Problem details: Copy the entries without a single change. Pictures should be dropped.

Given information:
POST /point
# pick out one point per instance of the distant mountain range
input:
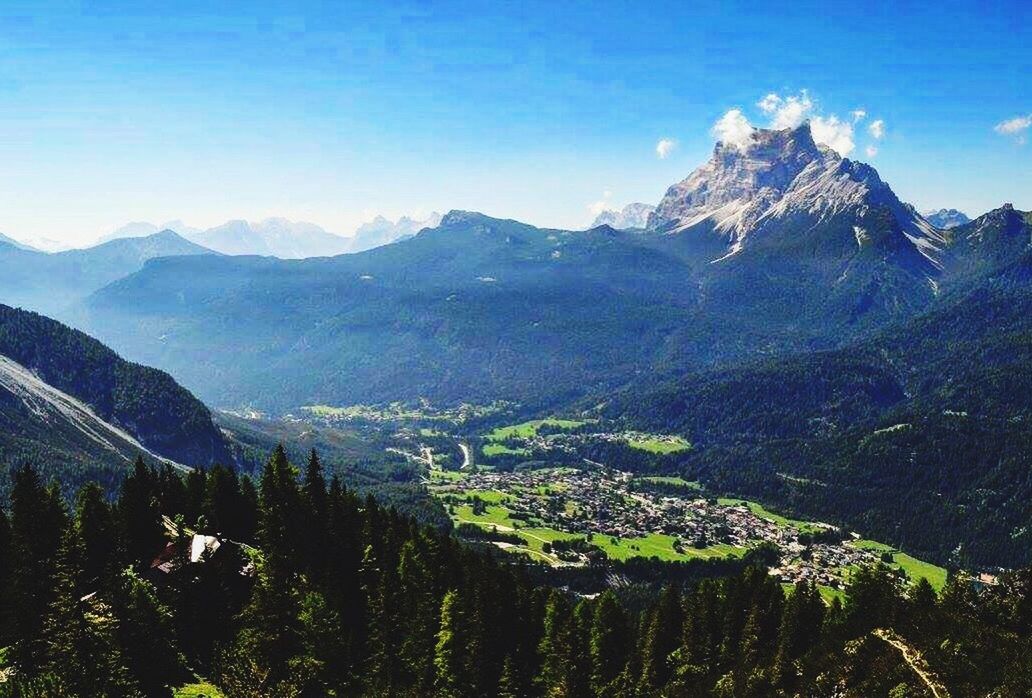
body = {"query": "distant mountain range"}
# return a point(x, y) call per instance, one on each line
point(66, 399)
point(381, 231)
point(284, 239)
point(53, 283)
point(946, 218)
point(631, 216)
point(809, 332)
point(777, 246)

Task output:
POST /point
# pick out one point per instance of the distant mountain range
input:
body = {"query": "distant mountain range"}
# return a point(x, y) call per instance, one on each line
point(66, 399)
point(381, 231)
point(284, 239)
point(53, 283)
point(946, 218)
point(631, 216)
point(809, 332)
point(777, 246)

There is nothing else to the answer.